**Problema proposto:**
Rispondi alle domande usando il brano sul Partito bolscevico.
(a) Chi era, secondo il brano, il maggiore ostacolo contro la linea di destra?
(b) Che cosa si creò nell'esercito?
(c) Che cosa costituì la base sociale del revisionismo sovietico?

**Brano del documento:**
____________

Sul piano economico si erano diffuse teorie secondo cui l’ampliamento della sfera e del grado di azione della legge del valore, con l’introduzione di prezzi di mercato (Voznosenky e le posizioni buchariniane, con tutto il seguito che queste correnti hanno avuto in URSS) desse dinamicità al sistema economico socialista. In realtà non volevano rompere il cordone ombelicale che lega il socialismo alla vecchia società, ma irrobustirlo per poi restaurare il capitalismo, come purtroppo è avvenuto dopo la morte di Stalin che era il maggiore ostacolo contro questa linea di destra, controrivoluzionaria.
ll Partito bolscevico cominciò a ricoprirsi di ruggine. Nel corpo dei militanti si manifestò la presunzione per le gloriose battaglie vinte unita all’apatia e allo spirito di autocompiacimento dopo decenni di durissime lotte e guerre. Le norme leniniste e gli insegnamenti di Lenin e di Stalin vennero trasformati in formule burocratiche. Vi furono molti difetti nell’esecuzione dei compiti e una mancanza di attenzione alla corretta gestione della proprietà socialista. Nell’esercito venne a crearsi una casta che estese il proprio dominio prepotente e arrogante anche sul Partito, alterandone il carattere proletario. Un certo numero di individui abusavano del loro potere nel Partito e nello Stato e nell’apparato economico, dove trovarono lo spazio per far valere i loro interessi privati. I privilegi si accumularono, assieme a molti altri vizi e concezioni distorte.
In tal modo si creò nel seno della società socialista un nuovo strato arricchito e privilegiato che costituì la base sociale del revisionismo sovietico.
Non possiamo dimenticare alcuni fattori che incisero negativamente nella situazione, quali: l’estrema concentrazione del potere in un gruppo dirigente ristretto e la perdita dei migliori militanti proletari durante il secondo conflitto mondiale; l’entrata in massa nel Partito di milioni di iscritti nel dopoguerra con l’abbassamento del loro livello qualitativo; una concezione unilaterale del centralismo democratico (prevalentemente dall’alto); l’affievolimento della disciplina, della vigilanza rivoluzionaria e del controllo, della critica dal basso quale metodo per scoprire gli errori e le deficienze nel lavoro; la sottovalutazione dell’importanza del lavoro ideologico; la diffusione del liberalismo, l’indifferenza e la passività verso le posizione errate; il parziale coinvolgimento delle masse “senza-partito” senza il quale viene meno un fattore primario nella dinamicità del sistema socialista verso il comunismo.
Questi limiti e difetti diedero modo agli opportunisti (fra cui elementi megalomani e fautori del culto della personalità) di farsi strada, di privare il partito della sua vigilanza, di corroderlo dall’interno, nonostante l’accanita lotta di Stalin contro di essi.

____________

**Materiale fornito:**
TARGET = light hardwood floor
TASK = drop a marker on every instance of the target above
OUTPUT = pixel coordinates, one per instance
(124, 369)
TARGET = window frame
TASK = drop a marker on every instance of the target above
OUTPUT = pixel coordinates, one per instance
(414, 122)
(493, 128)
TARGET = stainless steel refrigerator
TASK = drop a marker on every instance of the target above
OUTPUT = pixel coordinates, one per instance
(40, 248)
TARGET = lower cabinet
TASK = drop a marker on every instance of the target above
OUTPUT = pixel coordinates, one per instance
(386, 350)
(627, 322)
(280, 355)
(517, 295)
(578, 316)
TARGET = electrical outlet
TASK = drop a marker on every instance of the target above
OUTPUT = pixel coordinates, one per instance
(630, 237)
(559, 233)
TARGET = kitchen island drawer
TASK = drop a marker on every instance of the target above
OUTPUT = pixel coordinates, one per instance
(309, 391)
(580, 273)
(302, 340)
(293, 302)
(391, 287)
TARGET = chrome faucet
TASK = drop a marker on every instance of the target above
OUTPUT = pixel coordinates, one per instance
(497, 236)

____________

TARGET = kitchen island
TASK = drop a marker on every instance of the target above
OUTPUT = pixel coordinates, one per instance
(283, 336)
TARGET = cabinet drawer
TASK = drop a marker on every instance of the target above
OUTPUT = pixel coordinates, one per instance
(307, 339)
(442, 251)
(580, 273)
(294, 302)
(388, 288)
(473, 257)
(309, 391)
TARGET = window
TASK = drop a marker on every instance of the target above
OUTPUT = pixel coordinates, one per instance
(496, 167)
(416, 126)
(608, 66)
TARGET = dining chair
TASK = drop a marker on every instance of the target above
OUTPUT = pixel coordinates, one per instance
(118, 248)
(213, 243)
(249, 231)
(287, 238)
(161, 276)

____________

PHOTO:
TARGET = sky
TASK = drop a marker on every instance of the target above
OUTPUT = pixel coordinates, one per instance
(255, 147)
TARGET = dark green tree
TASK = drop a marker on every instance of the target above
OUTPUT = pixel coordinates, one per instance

____________

**Risposta al compito:**
(a) Stalin.
(b) Una casta che estese il proprio dominio prepotente e arrogante anche sul Partito, alterandone il carattere proletario.
(c) Un nuovo strato arricchito e privilegiato, creatosi nel seno della società socialista.